* Verilen metin

Bu dinamiklerin geçmişteki ve günümüzdeki oluşum süreçlerini ve gelişim seyrini anlayabilmek, vadinin son dönemdeki morfolojik evrimini aydınlatmak ve yeniden yapılandırmak için kullanılan yöntemler arasında; karot sondajı, sedimentlerin analizi ve yorumlanması, 14C tarihlendirmeleri, stratigrafik kesitler, korelasyonlar yeniden yapılandırmada morfometrik analizler ve saha incelemeleri sayılabilir.

Diyarbakır kenti güneyindeki Dicle vadisinde Hevsel Bahçeleri’nin simetriği durumundaki Kavs Düzlüğü ve çevresinde, önceki jeomorfolojik çalışmalara destek sağlamak amacıyla uygulanan elektrik resistivite tomografi (ERT) ve indüklenmiş polarizasyon tomografisi (IPT) çalışmaları (Karadoğan ve diğ., 2020) sonucunda ortaya çıkan bulgular, özellikle litolojik birimlerdeki süreksizlikler, kesintiler, düşmeler ve olası kırık hatların geometrisi, doğrultu atımlı tektonik ana hatların yanında Kavs Düzlüğü’nün düşey atımlı çökmelerle de şekillendiği olasılığını güçlendirmektedir. Bugün eski kent surlarıyla birlikte kültürel peyzaj unsuru olarak UNESCO Dünya Miras Listesi’nde bulunan Hevsel Bahçeleri’nin üzerinde bulunduğu, nehir yatağına eğimli en az yedi basamaktan oluşan menderes yeniği taraçalarının oluşumu Kavs Düzlüğü’ndeki söz konusu çökme olaylarıyla ilgili olmalıdır (Şekil 8,9).

* Alıştırma görevi A
Kayıtlarda "subject: metal archway" ifadesini içeren satırdan kayıtların sonuna kadar, iki uç da dahil, uzanan satırları "metal archway" yerine "steel archway" koyarak yeniden yazar mısın? Bunun dışında hiçbir şeyi değiştirme.

* Kayıt kümesi
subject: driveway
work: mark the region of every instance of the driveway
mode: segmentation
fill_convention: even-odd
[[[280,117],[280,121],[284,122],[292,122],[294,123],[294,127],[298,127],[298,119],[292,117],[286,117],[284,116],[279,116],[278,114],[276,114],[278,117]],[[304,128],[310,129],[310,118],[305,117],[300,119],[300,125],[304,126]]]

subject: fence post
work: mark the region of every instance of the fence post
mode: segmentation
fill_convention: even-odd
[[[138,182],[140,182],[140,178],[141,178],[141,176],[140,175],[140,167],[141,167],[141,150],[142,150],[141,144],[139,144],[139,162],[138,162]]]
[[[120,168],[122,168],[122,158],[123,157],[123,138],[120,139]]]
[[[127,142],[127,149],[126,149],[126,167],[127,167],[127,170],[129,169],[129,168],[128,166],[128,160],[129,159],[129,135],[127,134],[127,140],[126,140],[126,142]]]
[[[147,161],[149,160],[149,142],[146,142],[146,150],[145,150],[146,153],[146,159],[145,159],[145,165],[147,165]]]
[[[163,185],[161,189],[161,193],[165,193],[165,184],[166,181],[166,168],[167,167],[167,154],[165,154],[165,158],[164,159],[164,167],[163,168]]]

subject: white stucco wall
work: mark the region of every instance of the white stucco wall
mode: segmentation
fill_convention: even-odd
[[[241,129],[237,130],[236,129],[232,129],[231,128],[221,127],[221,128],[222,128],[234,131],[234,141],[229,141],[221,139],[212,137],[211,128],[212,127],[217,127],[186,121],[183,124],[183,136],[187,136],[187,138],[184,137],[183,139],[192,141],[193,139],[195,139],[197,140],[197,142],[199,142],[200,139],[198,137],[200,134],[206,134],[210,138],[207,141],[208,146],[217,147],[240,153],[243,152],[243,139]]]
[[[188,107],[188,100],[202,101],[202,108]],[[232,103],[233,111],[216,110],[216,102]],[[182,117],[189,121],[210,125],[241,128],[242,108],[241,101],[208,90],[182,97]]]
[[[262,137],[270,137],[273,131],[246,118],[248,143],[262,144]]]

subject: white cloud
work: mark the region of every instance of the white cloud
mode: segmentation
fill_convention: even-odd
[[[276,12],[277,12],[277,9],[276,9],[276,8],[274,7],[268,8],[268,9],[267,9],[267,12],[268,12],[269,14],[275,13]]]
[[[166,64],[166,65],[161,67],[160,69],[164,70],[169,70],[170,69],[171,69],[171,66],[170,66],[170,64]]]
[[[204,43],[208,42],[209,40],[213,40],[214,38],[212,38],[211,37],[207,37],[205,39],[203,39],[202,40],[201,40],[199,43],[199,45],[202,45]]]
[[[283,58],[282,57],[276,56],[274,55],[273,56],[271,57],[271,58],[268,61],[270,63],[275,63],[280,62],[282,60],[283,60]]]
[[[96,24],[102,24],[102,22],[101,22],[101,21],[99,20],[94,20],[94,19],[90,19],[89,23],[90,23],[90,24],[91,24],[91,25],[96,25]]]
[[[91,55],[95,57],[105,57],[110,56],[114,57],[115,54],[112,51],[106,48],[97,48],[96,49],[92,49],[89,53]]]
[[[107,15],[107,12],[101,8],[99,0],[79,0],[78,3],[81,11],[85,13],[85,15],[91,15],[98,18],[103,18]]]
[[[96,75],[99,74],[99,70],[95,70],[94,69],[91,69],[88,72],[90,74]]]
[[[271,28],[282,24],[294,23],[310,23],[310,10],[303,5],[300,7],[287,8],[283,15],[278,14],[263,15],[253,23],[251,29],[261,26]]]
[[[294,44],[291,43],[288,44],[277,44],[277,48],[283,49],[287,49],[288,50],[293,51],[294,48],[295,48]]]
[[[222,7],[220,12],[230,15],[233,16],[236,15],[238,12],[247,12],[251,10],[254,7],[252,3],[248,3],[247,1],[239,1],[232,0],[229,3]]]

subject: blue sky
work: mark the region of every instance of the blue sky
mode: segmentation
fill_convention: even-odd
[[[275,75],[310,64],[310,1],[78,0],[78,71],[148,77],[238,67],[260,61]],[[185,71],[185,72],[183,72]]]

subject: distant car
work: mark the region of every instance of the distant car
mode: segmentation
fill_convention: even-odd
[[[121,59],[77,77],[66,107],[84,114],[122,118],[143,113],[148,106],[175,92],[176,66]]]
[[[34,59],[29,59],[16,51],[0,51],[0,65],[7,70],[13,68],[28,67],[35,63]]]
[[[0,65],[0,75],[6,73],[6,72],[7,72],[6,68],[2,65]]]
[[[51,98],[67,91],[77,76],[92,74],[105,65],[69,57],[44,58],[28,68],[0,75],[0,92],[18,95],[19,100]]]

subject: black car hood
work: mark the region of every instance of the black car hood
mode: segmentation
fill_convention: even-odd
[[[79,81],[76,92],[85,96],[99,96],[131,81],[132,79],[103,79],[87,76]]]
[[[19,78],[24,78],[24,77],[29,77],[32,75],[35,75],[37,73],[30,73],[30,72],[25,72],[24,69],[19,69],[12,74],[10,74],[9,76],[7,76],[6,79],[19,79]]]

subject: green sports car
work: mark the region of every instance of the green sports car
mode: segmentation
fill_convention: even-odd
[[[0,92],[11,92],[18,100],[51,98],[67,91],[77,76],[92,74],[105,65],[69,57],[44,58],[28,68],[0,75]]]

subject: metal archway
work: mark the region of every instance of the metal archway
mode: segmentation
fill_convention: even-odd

* Alıştırma görevi B
Dicle vadisindeki Kavs Düzlüğü ve Hevsel Bahçeleri üzerine olan metni son cümlesinden sonra sürdürebilir misin?

* Alıştırma cevabı A
subject: steel archway
work: mark the region of every instance of the steel archway
mode: segmentation
fill_convention: even-odd

* Alıştırma cevabı B
Şekil 8: Hevsel Bahçelerinde Arazi Ölçümleriyle Elde Edilen Basamaklar ve Karot Sondajları

Şekil 9: Hevsel Bahçelerinin Jeomorfoloji Haritası ve Jeofizik Çalışmalarında Ortaya Çıkan Fay Hatları

 

1952 yılına ait hava fotoğrafları ile sonraki dönemlere ait uydu görüntüleri çakıştırılarak elde edilen nehir akış kanallarının değişim seyri (Şekil 10) incelendiğinde ise şu sonuçlara varılabilir:

-Vadinin kuzeybatı yamaçlarında Feritköşk Mahallesi ve Fiskaya civarında hem muhtemel fay hem de litolojik etkilere bağlı olarak nehir batıya yaslanmakta ve yamacın altını oyarak yamaç duraysızlığına neden olmaktadır. Bu durum, Hevsel bahçeleri genişlemesi dışında tüm batı yamaçlarında söz konusu olduğundan heyelanlara neden olabilir.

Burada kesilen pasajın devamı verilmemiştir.